Source »

◆ ◆ ◆

L’étincelant come-back de la scène «drag» à Liège


Dans Culture
Salomé Chable

La Mamma Roma, cabaret de drag show emblématique de Liège ouvert en 1973, a définitivement fermé ses portes en 2012, laissant un énorme vide dans la représentation queer de la ville. Depuis, aucun collectif ou troupe n’avait repris le flambeau... jusqu’à récemment.  

show-37

Terata Mamé-Show Macrales - © Salomé Chable 

Il y a à peu près un an, l’ASBL Show Macrales a vu le jour et a insufflé un vent de fraîcheur à la Cité Ardente. Dirigé d’une main douce par Terata Mamé, le Show Macrale a pour objectif de visibiliser et de légitimer les arts queers. Initialement photographe de shows drag à Bruxelles et inspiré par les safe spaces de ce genre, il a voulu créer une ambiance de ce type à Liège afin que les drag de tous types puissent performer dans leur ville natale. À Bruxelles, même s’il existe des lieux de spectacle dédiés aux personnes LGBTQIA+, on ne connait aucune association équivalente au Show Macrales. Celle-ci fédère la communauté et met en avant ses différents talents.

Le Show Macrales n’organise pas que des cabarets : on compte des bingos drag organisés en journée et, surtout, des auberges qui permettent aux novices ou personnes non drag de venir s’essayer au maquillage et à l’habillage en toute sécurité, entourées de conseillers expérimentés. Ces lieux se veulent ouverts aux curieux, à condition qu'ils se montrent bienveillants.

◆ ◆ ◆

Données fournies »
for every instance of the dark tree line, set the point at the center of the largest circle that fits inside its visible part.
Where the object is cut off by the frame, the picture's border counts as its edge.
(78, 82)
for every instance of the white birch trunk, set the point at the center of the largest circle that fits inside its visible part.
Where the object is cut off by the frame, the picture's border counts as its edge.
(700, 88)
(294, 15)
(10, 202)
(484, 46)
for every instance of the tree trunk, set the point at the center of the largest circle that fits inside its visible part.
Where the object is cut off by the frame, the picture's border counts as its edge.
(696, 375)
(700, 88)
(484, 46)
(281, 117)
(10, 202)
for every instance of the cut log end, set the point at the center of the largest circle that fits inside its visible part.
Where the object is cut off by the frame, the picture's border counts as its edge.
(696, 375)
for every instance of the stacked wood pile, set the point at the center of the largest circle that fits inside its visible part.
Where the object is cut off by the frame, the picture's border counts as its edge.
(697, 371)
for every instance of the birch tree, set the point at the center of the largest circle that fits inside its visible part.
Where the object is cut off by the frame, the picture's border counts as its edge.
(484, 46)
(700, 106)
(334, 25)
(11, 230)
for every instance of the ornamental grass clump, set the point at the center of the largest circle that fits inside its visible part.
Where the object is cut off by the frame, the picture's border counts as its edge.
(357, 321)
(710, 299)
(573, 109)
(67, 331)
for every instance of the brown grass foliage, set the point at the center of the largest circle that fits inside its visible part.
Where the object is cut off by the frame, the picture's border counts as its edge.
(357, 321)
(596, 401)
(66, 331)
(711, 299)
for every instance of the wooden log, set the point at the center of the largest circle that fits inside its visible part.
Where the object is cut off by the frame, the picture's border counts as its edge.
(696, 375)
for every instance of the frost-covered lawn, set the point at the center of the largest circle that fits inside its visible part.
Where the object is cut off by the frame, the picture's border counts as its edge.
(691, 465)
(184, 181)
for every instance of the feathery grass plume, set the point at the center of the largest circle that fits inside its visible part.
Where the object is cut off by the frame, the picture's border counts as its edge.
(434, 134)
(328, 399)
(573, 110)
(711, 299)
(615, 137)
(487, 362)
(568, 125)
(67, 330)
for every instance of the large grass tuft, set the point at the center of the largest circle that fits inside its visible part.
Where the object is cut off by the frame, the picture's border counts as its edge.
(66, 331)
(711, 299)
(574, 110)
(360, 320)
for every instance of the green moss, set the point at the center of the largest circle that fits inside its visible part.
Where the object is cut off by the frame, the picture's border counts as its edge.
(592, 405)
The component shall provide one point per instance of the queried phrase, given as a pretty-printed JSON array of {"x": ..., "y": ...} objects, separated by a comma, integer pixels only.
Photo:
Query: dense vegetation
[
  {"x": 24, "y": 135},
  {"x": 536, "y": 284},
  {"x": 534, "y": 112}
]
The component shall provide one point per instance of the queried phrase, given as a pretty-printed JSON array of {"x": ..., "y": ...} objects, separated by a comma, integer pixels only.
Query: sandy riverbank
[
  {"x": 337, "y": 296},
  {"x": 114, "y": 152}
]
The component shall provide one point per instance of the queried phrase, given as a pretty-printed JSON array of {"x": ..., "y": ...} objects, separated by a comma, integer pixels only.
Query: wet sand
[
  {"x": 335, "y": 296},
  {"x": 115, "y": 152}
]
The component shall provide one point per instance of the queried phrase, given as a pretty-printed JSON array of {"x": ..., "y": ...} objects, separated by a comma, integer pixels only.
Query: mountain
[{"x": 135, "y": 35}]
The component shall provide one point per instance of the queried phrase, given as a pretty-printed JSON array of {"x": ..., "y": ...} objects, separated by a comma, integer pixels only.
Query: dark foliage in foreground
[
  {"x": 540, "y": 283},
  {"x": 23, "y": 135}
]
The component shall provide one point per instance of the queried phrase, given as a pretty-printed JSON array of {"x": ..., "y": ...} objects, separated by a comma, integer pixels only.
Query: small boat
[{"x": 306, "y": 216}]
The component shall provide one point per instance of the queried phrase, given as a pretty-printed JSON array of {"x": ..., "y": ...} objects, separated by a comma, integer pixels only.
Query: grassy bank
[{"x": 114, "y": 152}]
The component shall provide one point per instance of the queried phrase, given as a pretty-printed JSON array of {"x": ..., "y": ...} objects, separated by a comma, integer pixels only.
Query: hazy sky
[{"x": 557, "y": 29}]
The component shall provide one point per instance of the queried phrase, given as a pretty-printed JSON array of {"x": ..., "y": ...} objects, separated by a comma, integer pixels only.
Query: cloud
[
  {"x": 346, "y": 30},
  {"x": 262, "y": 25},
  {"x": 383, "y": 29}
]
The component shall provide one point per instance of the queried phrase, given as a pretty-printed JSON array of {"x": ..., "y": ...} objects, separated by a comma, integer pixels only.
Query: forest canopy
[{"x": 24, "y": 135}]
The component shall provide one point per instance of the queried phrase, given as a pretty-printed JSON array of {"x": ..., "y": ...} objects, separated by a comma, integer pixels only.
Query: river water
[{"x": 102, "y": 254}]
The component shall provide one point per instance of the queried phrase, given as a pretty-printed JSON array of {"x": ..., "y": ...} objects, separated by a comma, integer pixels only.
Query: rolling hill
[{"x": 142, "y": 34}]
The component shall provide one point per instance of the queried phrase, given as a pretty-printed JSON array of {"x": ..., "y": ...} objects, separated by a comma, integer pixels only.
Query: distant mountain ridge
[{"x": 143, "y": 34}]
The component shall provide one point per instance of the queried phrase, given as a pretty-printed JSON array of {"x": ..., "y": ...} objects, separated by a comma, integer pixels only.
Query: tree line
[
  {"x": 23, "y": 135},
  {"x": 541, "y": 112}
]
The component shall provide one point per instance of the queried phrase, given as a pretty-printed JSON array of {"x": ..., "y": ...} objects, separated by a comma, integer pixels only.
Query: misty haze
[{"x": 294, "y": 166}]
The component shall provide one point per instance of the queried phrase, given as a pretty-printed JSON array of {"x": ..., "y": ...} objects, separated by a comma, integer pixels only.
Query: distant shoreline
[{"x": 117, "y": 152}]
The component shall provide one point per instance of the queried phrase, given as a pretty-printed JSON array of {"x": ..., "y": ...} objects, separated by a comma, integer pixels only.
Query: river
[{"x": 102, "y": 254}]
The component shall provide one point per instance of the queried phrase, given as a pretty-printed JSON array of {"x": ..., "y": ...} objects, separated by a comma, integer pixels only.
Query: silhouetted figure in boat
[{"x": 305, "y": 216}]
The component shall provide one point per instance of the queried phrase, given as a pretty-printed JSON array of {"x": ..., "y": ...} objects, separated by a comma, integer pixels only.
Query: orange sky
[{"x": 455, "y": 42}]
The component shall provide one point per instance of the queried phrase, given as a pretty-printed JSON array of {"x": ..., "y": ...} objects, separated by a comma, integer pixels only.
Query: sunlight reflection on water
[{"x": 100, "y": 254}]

◆ ◆ ◆

Consignes »
1. Répondez brièvement aux questions suivantes à partir de l'article sur la scène drag à Liège.
(a) En quelle année la Mamma Roma a-t-elle définitivement fermé ses portes ?
(b) Qui dirige le Show Macrales ?
(c) Quel type d'événement le Show Macrales organise-t-il en journée ?
2. Citez l'article sur la scène drag à Liège en recopiant fidèlement le passage qui va de « Il y a à peu » jusqu'à « ses différents talents. » inclus.

Corrigé »
1.
(a) En 2012.
(b) Terata Mamé.
(c) Des bingos drag.

2.
Il y a à peu près un an, l’ASBL Show Macrales a vu le jour et a insufflé un vent de fraîcheur à la Cité Ardente. Dirigé d’une main douce par Terata Mamé, le Show Macrale a pour objectif de visibiliser et de légitimer les arts queers. Initialement photographe de shows drag à Bruxelles et inspiré par les safe spaces de ce genre, il a voulu créer une ambiance de ce type à Liège afin que les drag de tous types puissent performer dans leur ville natale. À Bruxelles, même s’il existe des lieux de spectacle dédiés aux personnes LGBTQIA+, on ne connait aucune association équivalente au Show Macrales. Celle-ci fédère la communauté et met en avant ses différents talents.